▶ _Text block_
§
Baseball

The San Francisco Giants have just won the World Series. They deserved it. What a final game! The Dodgers will be back next year. Some may wonder why, when I live 90 miles from San Francisco, I continue to root for the Dodgers. Here’s why:

Ten is the perfect age for baseball. Any younger and you lack the attention span for a 9 inning game. At ten you may not have all the nuance of the game down, but you know the rules, you’ve had a chance to play a year or two of tee-ball, and you believe you know everything about the game because you have memorized the stats on the back of all your baseball cards. Ten is young enough to still have larger-than-life heroes. It is young enough to still imagine yourself standing at home plate in the bottom of the ninth with the bases loaded and hear the crowd cheer as you take you plastic bat and launch a wiffle ball over the back yard fence.

I was ten in 1988. Coincidentally, the last year in which the Dodgers won the world series. Dad had been a Dodgers fan sense, as a freshman in college in 1966, he tuned in Vin Scully while driving to Cal Poly and became a fan for life. During the whole of the 1988 season, we had watch the Dodgers on television, but with the sound off and Vin’s Irish tenor coming through the radio making the game come alive in a way the TV image just never could. 1988 was the year I started collecting baseball cards. The year I traded my neighbor one of my Jose Canseco cards for some pitcher from the Dodger’s named Orel Hershiser.
§
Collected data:
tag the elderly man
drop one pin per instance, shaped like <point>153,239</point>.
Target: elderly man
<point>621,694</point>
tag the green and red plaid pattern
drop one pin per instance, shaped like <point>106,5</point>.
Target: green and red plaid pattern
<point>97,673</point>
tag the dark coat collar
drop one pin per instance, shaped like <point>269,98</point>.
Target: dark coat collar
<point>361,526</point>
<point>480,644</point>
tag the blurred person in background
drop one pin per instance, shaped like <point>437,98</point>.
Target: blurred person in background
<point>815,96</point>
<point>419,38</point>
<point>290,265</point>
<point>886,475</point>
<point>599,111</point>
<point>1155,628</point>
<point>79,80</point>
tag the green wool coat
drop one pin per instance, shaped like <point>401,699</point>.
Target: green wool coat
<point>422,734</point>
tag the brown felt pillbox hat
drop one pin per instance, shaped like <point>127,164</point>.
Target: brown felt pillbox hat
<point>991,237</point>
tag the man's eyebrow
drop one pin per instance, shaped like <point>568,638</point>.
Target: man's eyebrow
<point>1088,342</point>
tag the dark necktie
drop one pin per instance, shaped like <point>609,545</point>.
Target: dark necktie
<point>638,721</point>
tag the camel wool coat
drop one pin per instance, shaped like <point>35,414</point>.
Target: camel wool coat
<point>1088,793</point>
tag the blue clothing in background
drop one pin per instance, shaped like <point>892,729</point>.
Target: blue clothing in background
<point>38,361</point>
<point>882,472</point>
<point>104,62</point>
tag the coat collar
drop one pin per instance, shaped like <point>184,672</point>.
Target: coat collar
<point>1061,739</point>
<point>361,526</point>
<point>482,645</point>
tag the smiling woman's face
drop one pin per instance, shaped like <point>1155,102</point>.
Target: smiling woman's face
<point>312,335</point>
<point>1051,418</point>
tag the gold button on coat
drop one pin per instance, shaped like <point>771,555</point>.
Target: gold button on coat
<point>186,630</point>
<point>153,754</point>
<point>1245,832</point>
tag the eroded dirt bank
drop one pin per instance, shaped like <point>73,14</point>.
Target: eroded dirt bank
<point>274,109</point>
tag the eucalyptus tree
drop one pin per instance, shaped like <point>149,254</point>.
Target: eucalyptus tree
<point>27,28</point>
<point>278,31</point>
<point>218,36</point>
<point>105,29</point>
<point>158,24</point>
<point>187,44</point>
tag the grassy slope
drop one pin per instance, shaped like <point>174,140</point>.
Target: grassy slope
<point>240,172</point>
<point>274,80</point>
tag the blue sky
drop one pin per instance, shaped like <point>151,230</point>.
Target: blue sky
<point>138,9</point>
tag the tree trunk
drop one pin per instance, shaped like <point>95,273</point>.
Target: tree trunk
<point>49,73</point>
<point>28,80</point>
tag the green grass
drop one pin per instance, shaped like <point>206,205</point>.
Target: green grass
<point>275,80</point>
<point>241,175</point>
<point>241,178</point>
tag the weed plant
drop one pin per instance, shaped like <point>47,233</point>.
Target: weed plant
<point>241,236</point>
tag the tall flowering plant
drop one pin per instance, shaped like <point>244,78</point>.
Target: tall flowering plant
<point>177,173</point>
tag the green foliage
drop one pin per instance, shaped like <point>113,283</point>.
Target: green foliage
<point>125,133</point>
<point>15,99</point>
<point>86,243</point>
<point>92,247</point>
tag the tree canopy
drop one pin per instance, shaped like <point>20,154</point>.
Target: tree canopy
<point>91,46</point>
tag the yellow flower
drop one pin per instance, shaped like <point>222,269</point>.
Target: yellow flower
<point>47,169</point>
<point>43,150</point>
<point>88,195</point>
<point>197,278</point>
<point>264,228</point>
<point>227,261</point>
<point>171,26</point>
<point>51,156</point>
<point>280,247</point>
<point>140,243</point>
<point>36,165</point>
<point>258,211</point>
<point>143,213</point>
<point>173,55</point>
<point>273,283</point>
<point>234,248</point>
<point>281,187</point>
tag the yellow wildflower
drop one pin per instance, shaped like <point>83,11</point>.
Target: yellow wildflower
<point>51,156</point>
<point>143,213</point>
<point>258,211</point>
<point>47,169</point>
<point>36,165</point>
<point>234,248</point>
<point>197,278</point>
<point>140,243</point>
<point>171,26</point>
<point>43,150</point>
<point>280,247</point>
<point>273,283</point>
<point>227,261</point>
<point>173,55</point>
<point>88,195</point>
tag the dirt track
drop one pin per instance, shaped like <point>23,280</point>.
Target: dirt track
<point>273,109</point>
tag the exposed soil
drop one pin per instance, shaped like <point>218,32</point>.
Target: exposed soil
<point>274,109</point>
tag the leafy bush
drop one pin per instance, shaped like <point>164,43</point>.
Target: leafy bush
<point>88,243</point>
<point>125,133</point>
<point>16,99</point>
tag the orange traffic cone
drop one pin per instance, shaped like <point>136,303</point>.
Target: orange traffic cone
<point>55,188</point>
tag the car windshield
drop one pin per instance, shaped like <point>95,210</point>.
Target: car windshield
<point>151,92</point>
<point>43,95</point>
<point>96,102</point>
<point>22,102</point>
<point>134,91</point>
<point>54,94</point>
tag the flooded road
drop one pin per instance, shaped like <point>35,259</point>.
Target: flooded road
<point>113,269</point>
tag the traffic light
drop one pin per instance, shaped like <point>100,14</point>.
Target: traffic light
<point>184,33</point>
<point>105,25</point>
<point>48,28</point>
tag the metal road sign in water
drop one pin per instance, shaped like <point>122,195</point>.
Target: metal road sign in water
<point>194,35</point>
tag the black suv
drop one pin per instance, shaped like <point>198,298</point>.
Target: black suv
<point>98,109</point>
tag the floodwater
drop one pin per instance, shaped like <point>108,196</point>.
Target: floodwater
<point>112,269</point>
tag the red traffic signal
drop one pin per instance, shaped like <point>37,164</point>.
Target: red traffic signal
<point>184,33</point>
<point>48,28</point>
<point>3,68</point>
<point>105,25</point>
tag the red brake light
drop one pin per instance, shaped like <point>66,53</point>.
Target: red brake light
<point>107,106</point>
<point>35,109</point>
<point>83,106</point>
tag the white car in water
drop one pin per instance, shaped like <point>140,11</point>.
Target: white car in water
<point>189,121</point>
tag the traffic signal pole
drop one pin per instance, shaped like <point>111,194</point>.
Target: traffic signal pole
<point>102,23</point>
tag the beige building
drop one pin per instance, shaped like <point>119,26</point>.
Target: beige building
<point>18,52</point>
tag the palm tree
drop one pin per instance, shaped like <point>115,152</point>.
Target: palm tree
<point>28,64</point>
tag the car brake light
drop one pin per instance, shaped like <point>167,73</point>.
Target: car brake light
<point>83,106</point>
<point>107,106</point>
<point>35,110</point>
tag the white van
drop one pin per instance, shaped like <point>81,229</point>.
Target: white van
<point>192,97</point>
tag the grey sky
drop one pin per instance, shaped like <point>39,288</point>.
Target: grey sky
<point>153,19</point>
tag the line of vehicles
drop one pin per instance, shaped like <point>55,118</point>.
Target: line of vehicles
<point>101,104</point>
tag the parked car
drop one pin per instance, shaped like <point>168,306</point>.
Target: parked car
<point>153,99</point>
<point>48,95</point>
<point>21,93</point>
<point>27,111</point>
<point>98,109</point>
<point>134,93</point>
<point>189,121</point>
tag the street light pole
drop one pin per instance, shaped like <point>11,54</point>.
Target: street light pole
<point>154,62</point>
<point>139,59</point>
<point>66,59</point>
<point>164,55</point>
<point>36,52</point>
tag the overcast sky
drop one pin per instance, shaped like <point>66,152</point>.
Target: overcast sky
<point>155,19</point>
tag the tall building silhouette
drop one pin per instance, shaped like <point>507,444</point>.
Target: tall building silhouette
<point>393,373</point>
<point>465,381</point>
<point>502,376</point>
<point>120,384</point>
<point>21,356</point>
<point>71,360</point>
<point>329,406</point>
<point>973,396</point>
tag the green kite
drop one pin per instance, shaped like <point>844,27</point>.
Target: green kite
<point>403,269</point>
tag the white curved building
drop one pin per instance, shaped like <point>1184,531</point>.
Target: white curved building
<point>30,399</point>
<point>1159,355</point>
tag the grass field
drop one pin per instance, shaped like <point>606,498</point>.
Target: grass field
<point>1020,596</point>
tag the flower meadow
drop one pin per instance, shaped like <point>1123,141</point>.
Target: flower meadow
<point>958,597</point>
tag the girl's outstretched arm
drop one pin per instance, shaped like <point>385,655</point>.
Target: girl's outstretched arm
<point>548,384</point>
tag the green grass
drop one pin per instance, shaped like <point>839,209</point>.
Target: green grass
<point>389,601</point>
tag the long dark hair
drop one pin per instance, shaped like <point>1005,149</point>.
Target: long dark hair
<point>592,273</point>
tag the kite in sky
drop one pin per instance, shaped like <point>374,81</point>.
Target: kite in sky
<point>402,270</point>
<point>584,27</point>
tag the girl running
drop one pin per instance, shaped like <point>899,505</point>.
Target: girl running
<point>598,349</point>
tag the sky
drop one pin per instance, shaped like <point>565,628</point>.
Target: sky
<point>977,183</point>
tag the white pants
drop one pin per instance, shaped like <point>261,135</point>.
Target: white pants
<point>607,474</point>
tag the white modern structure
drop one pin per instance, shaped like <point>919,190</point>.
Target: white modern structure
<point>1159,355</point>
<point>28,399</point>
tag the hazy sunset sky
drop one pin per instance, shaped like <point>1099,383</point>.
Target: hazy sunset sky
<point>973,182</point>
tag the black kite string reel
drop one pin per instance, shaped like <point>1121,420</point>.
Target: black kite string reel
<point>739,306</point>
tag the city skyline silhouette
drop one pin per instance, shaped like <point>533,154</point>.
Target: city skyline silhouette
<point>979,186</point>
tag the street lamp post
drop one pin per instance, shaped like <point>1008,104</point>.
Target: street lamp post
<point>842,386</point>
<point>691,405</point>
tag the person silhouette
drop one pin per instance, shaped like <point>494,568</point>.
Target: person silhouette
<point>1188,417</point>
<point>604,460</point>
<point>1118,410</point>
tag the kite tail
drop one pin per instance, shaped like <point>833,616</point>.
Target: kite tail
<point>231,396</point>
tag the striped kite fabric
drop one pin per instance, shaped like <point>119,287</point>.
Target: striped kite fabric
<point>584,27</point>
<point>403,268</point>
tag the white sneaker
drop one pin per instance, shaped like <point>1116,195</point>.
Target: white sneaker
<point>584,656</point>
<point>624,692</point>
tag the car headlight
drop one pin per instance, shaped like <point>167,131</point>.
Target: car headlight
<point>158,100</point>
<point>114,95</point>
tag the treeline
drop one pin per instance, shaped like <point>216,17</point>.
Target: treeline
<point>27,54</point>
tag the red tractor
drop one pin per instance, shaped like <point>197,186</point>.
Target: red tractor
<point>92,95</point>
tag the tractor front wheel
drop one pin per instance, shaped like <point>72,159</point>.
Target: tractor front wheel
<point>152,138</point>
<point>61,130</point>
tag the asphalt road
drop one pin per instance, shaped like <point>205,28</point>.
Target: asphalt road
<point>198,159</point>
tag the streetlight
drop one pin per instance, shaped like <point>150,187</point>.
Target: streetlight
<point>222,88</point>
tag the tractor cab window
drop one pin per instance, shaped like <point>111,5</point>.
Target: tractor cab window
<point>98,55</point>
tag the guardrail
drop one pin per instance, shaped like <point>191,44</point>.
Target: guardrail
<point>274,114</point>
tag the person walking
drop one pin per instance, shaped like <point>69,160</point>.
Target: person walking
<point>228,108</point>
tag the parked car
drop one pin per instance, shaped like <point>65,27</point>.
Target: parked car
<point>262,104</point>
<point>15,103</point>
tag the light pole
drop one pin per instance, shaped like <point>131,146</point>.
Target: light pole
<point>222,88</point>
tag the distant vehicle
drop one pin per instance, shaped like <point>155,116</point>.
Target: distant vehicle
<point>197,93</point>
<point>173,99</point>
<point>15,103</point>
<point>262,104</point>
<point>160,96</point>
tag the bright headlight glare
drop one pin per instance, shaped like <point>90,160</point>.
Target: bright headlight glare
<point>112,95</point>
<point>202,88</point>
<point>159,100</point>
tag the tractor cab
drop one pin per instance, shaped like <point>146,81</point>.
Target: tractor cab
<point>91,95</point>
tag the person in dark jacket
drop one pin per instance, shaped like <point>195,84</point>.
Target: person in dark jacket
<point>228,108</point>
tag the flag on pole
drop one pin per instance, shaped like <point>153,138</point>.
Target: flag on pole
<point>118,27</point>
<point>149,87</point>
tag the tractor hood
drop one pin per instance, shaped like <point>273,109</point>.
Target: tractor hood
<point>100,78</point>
§
▶ _Study questions_
A) Retype the baseball piece from "The San Francisco" up to and including "back yard fence.".
B) According to the baseball piece, why is ten the perfect age for baseball?

▶ _Outputs in order_
A)
The San Francisco Giants have just won the World Series. They deserved it. What a final game! The Dodgers will be back next year. Some may wonder why, when I live 90 miles from San Francisco, I continue to root for the Dodgers. Here’s why:

Ten is the perfect age for baseball. Any younger and you lack the attention span for a 9 inning game. At ten you may not have all the nuance of the game down, but you know the rules, you’ve had a chance to play a year or two of tee-ball, and you believe you know everything about the game because you have memorized the stats on the back of all your baseball cards. Ten is young enough to still have larger-than-life heroes. It is young enough to still imagine yourself standing at home plate in the bottom of the ninth with the bases loaded and hear the crowd cheer as you take you plastic bat and launch a wiffle ball over the back yard fence.

B) Any younger and you lack the attention span for a nine-inning game. At ten you know the rules, have played a year or two of tee-ball, and believe you know everything from memorizing the stats on your baseball cards. Ten is also young enough to have larger-than-life heroes and to imagine yourself at home plate in the bottom of the ninth with the bases loaded, launching a wiffle ball over the backyard fence.